Begin Document segment

Problem Statement:
You are given an unsorted array of integer elements and “k”. You need to get the “k”th smallest element.
Example
Input:
arr[] = {7, 10, 4, 3, 20, 15}
k = 3
Output: 7.
Solution
Before we start the solution, let us understand few points related to heap and identification of heap related questions.
1. identification of heap related questions:
a. If in a question, there is a “K” and it has something related to “smaller” “larger” keyword then the question is of heap.
In heap there are 2 types of heap.
For a binary heap:
arr[(i-1)/2] Returns the parent node
arr[(2*i)+1] Returns the left child node
arr[(2*i)+2] Returns the right child node
If k + smallest, then take max heap in the solution
If k + largest, then take min heap in the solution
Why?
When you create a min heap to get the kth largest element, all the elements on top of k will be smaller. we can remove all the minimum elements till “k”. Hence we will get the solution easily.
Most of the heap related questions can be solved by sorting. The best complexity can be got by sorting is “nlogn” if you use merge sort.
Then if you use heap with “k”, then the complexity will be reduced to “nlogk”.
In max heap, the max element will be on top
In min heap, the min element will be on top
In C++, heaps are represented by priority_queue:
1. For Max Heap: priority_queue<int> max_heap;
2. For Min Heap: priority_queue<int, vector<int>, greater<int>> min_heap;
In any question, if we need a pair, then replace “int” with “pair”.
Coming to the question, we need to find the kth smallest element. So we need to use Max Heap.
So if you use sorting the time complexity will be nlogn.
If we use heap, it can be reduced to nlogk.

End Document segment

Tasks to complete »
- A) Answer these questions about the heap tutorial, one answer per line, each marked like its question.
(i) What output does the example give for k = 3?
(ii) Which type of heap should be used when "k" is paired with "smallest"?
(iii) In C++, what are heaps represented by?
- B) Pick up the heap tutorial after its last sentence and keep writing it.

Begin Source material

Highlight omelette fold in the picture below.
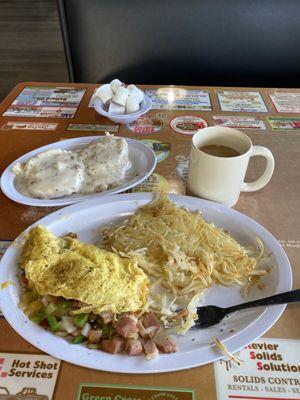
[20,225,149,314]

End Source material

The responses »
- A)
(i) 7
(ii) Max heap
(iii) priority_queue

- B)
Input:
arr[] = {7, 10, 4, 3, 20, 15}
k = 3
Now we will represent Maxheap as stack:
Pass 1:
Element = 7
Stack = 7
Pass 2:
Element = 10
Stack = 7 10
Pass 2:
Element = 4
Stack = 4 7 10
Pass 3:
Element = 3
Stack = 3 4 7 10
Now the size is greater than 3, then we pop 10. Because we know that 10 will not be in the kth smallest element.
Pass 4:
Element = 20
Stack = 3 4 7
We will not add 20 also, because its grater and the heap size is already equal to k.
Pass 5:
Element = 15
Stack = 3 4 7
We will not add 15 also, because its grater and the heap size is already equal to k.
Now top of the stack will have the result i.e “7”.
Solution in C++
#include <algorithm>
#include <iostream>
#include <string>
#include <stack>
#include <vector>
#include <queue>
#include <list>
using namespace std;
void kth_smallest_element(vector<int>& v,int k)
{
//max_heap
priority_queue<int> max_heap;
int n = v.size();
for (int i = 0; i < n; ++i)
{
//keep inserting elements into the heap
max_heap.push(v[i]);
// if the size exceeds K,
// then start popping the elements
if (max_heap.size() > k)
{
max_heap.pop();
}
}
//print the top of the heap to get the result.
cout << "The result is "<< max_heap.top() << endl;
}
int main()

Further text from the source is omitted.